[주어진 문제] 아래 기록에서 다음 문자열이 들어 있는 줄의 수를 숫자로만 답하세요: "petal". 대소문자를 구분합니다.

[연습용 기록]
────────────────────────────────────────

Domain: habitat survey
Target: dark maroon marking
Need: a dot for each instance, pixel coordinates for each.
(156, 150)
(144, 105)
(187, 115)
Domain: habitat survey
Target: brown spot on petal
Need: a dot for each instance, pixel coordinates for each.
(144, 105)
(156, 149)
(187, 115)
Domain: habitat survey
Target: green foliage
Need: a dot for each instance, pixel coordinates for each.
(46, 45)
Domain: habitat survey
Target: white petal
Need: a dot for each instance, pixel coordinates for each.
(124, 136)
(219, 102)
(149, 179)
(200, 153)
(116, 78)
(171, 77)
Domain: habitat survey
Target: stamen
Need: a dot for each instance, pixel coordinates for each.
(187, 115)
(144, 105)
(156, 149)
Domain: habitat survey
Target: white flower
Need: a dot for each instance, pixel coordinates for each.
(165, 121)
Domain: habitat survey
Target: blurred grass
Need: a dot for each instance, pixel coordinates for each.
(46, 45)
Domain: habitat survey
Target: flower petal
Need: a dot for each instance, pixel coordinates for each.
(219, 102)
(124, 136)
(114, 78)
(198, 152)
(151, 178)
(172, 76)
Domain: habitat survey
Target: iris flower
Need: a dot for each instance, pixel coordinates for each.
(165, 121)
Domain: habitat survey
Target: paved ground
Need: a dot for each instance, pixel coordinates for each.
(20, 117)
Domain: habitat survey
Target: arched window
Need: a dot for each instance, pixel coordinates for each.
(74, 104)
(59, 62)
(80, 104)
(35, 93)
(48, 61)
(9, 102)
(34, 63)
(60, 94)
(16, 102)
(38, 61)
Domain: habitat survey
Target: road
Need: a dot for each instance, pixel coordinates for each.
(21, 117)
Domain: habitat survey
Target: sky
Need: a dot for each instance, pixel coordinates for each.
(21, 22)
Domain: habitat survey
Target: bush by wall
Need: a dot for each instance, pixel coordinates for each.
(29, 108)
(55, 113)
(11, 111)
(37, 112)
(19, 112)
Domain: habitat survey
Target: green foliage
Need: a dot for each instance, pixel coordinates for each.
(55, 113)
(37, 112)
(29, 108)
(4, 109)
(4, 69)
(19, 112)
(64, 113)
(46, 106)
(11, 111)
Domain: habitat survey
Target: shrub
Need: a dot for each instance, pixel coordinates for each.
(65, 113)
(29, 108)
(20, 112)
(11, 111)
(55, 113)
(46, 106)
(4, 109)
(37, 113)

────────────────────────────────────────

[출력 결과] 3